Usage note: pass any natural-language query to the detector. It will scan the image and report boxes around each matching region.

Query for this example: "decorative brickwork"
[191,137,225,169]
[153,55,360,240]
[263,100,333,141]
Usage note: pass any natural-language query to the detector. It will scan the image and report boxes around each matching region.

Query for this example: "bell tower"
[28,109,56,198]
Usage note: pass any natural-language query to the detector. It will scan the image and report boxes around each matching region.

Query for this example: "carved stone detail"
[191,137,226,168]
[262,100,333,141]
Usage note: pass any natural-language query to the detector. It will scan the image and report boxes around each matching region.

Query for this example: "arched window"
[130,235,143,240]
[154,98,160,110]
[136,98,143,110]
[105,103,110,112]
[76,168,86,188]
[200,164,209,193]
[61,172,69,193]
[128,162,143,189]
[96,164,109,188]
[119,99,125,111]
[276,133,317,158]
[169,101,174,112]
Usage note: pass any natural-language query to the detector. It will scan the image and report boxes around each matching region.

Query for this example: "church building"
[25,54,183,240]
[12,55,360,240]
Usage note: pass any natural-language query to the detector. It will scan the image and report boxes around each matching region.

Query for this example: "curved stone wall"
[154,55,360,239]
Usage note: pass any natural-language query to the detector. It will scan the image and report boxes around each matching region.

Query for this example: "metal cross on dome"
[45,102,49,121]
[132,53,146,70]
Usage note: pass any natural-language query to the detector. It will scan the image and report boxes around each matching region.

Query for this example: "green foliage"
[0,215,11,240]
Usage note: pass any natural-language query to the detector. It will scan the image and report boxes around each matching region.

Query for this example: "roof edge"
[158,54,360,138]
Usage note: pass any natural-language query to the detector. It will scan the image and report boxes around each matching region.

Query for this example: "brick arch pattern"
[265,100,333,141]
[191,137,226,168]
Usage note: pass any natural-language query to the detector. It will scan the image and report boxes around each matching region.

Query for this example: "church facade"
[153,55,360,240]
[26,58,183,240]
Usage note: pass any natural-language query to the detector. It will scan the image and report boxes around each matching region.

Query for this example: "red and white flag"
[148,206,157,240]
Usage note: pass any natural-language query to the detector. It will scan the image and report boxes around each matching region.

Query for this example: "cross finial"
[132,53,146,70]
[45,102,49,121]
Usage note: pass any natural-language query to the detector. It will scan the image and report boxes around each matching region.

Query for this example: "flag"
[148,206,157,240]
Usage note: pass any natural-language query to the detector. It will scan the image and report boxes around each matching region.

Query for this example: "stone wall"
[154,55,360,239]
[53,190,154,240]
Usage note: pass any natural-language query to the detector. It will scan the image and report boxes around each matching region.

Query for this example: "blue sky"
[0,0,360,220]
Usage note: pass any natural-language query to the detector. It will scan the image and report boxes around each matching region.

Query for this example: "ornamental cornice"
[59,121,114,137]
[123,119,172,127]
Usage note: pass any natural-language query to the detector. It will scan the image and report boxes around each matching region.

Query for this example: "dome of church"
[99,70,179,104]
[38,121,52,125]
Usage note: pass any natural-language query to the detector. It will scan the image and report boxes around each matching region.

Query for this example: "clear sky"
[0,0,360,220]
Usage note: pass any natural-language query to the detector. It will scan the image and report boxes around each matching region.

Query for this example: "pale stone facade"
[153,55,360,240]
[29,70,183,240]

=-=-=

# PROBLEM STATEMENT
Find every line in the listing above that contains the string "church", treating uppercase and lowercase as different, and copy each such line.

# THE RESPONSE
Query for this example: "church building"
Query for this example: "church facade"
Query for this example: "dome of church"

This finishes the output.